** To do **
Down to the final line, reproduce the entries that follow exactly.
Top of Exercise data
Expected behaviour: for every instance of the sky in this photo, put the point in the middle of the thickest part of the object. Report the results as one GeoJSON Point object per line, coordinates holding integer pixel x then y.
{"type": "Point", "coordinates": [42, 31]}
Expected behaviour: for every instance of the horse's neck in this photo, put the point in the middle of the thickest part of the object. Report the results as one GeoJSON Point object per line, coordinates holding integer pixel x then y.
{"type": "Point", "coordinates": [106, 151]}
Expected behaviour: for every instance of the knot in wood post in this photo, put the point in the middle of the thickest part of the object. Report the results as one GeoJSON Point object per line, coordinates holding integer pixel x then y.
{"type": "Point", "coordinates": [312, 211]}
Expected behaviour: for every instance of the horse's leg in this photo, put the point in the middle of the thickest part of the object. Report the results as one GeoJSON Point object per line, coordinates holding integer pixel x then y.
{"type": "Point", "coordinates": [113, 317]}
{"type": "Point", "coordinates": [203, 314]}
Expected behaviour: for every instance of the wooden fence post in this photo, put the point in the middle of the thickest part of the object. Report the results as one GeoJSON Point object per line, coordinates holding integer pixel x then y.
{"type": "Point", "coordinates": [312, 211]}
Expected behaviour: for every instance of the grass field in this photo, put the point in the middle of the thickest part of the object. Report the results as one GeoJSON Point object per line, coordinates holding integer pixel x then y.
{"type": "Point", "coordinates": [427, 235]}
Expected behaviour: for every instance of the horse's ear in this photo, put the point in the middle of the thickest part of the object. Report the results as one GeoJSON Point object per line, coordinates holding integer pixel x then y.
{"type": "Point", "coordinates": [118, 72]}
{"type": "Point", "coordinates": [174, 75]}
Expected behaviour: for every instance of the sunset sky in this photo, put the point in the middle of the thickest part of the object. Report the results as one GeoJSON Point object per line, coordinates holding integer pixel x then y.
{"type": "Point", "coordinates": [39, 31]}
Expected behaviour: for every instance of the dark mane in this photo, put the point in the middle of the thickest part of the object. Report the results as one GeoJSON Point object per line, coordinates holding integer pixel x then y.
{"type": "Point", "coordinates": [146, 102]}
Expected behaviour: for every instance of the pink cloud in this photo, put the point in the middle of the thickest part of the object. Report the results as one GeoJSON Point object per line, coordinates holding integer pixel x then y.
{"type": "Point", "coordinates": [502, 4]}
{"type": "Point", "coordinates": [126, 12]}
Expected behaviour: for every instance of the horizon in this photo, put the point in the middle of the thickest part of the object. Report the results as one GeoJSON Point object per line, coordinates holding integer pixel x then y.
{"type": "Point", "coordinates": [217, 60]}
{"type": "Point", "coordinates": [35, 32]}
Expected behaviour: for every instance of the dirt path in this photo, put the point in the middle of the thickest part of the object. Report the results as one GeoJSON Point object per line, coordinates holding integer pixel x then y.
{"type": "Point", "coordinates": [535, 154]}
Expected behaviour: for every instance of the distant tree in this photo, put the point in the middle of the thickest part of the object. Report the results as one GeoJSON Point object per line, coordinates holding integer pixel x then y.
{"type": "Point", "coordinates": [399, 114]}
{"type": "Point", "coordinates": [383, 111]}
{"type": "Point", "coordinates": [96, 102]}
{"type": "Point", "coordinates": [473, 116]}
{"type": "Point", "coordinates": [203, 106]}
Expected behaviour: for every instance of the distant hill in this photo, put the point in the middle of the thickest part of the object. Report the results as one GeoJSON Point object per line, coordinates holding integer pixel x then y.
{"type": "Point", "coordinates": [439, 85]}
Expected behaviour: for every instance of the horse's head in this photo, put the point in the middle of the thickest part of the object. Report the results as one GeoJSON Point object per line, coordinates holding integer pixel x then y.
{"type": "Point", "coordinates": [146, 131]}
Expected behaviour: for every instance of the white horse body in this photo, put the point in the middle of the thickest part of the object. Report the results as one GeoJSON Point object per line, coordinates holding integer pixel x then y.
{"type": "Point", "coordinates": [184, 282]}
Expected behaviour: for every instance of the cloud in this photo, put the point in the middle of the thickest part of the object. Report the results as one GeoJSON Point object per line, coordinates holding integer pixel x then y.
Bottom of Exercise data
** Reply **
Expected behaviour: for every instance of the sky in this photo, put the point in the middle of the thickest part of the object. Report the results as one GeoJSON Point object per line, coordinates holding integer pixel x then y.
{"type": "Point", "coordinates": [42, 31]}
Expected behaviour: for every instance of the horse's neck in this photo, put the point in the middle of the thickest part of the object. Report the results as one GeoJSON Point object per line, coordinates holding integer pixel x then y.
{"type": "Point", "coordinates": [106, 151]}
Expected behaviour: for every instance of the knot in wood post in this photo, put the point in the middle of the thickest part of the object. Report the results as one GeoJSON Point object per line, coordinates holding integer pixel x then y.
{"type": "Point", "coordinates": [312, 211]}
Expected behaviour: for every instance of the horse's leg in this photo, put the point in the middle of the thickest part of the object. Report the results as one GeoJSON Point object per line, coordinates holding integer pixel x then y.
{"type": "Point", "coordinates": [113, 317]}
{"type": "Point", "coordinates": [203, 314]}
Expected behaviour: for every instance of the wooden fence post in this photo, put the point in the middle of the thickest part of the object. Report the results as one GeoJSON Point object per line, coordinates holding integer pixel x then y.
{"type": "Point", "coordinates": [312, 211]}
Expected behaviour: for every instance of the grass field in this photo, put the point in the middle of the thickest part of the object. Report the results as one GeoJSON Point object per line, coordinates holding integer pixel x then y.
{"type": "Point", "coordinates": [427, 235]}
Expected behaviour: for every instance of the horse's ear in this photo, put the point in the middle of the thickest part of the object. Report the results as one GeoJSON Point object per line, coordinates holding integer pixel x then y.
{"type": "Point", "coordinates": [118, 72]}
{"type": "Point", "coordinates": [174, 75]}
Expected behaviour: for every instance of the sunset sky in this photo, put the point in the middle of the thickest part of the object. Report the results as one GeoJSON Point object per line, coordinates holding integer pixel x then y.
{"type": "Point", "coordinates": [39, 31]}
Expected behaviour: for every instance of the dark mane in this photo, put the point in the middle of the thickest part of the object. Report the results as one GeoJSON Point object per line, coordinates holding integer pixel x then y.
{"type": "Point", "coordinates": [146, 102]}
Expected behaviour: for every instance of the pink cloud in this photo, put the point in the middle of the thickest part of the object. Report the results as one GeoJSON Point object per line, coordinates holding integer pixel x then y.
{"type": "Point", "coordinates": [502, 4]}
{"type": "Point", "coordinates": [126, 12]}
Expected behaviour: for every instance of the horizon in this photo, put the point in the middle of the thickest part of the object. Report the results as one GeoJSON Point object per line, coordinates holding integer pixel x then y.
{"type": "Point", "coordinates": [217, 60]}
{"type": "Point", "coordinates": [35, 32]}
Expected behaviour: for every instance of the dirt path in this photo, put the point in the middle of the thickest part of the object. Report the results as one GeoJSON Point object per line, coordinates holding integer pixel x then y.
{"type": "Point", "coordinates": [535, 154]}
Expected behaviour: for every instance of the distant tree in this photo, put the point in the middle of the thickest part of the object. Report the results as one GeoJSON Point object per line, coordinates holding integer pixel x then y.
{"type": "Point", "coordinates": [399, 114]}
{"type": "Point", "coordinates": [383, 111]}
{"type": "Point", "coordinates": [96, 102]}
{"type": "Point", "coordinates": [473, 116]}
{"type": "Point", "coordinates": [203, 106]}
Expected behaviour: for every instance of the distant hill in this photo, put the point in the middle of the thickest part of the object. Report the results as one GeoJSON Point object per line, coordinates holding integer pixel x then y.
{"type": "Point", "coordinates": [439, 85]}
Expected behaviour: for every instance of the horse's head in this photo, put the point in the middle of the thickest part of the object. Report the results as one GeoJSON Point object per line, coordinates holding integer pixel x then y.
{"type": "Point", "coordinates": [146, 131]}
Expected behaviour: for every instance of the white horse body in this photo, put the point in the middle of the thickest part of the object. Report the results as one GeoJSON Point object per line, coordinates holding integer pixel x then y.
{"type": "Point", "coordinates": [184, 282]}
Expected behaviour: for every instance of the cloud in this photo, put the point in the middle of the thickest part of the object. Report the results as one GeoJSON Point object per line, coordinates holding integer pixel x then y.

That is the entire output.